WHAT YOU WILL DO | Can you quote the lines below exactly, starting at the line with "Exercise. Identify every instance of the door" and going through the last one?

Point localization data |
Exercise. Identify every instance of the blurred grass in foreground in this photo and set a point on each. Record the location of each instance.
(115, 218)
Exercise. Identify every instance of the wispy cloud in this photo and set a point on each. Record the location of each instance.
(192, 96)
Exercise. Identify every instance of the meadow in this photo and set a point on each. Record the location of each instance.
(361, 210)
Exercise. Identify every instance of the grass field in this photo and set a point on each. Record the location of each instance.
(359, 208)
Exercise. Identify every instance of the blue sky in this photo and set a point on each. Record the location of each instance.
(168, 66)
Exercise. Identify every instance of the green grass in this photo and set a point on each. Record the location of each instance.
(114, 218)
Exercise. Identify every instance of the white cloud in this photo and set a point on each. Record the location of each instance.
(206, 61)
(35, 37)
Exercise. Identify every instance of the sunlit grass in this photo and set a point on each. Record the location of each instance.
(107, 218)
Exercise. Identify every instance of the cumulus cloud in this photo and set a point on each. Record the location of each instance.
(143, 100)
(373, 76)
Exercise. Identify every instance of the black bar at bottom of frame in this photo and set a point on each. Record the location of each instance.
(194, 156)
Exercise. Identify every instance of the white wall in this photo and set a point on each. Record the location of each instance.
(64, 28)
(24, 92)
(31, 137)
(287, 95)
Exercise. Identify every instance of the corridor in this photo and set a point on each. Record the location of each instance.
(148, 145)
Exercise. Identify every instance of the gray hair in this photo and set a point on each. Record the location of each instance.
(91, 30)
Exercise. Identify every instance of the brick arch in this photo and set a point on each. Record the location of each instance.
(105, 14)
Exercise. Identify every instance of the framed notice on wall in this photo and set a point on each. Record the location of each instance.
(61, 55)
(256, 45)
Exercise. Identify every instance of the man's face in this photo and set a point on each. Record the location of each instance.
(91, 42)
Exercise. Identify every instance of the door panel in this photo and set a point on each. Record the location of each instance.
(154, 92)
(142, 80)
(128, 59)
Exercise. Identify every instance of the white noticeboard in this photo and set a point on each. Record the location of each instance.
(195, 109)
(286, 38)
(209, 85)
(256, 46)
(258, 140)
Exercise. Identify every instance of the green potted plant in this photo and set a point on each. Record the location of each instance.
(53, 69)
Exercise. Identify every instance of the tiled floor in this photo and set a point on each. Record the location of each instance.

TASK RESPONSE |
Exercise. Identify every instance of the door panel in this photo and set a point on each. Record the location of each instance.
(154, 92)
(142, 80)
(128, 59)
Exercise. Identify every instance of the white noticeboard in this photo and set a point on each. Record the location of each instance.
(195, 109)
(286, 38)
(209, 85)
(256, 46)
(258, 140)
Exercise. Identify every instance of the green potted plant in this photo and set a point on each. Record the location of each instance.
(53, 69)
Exercise. Identify every instance of the tiled floor in this photo and set a point on each. Record the location of each instance.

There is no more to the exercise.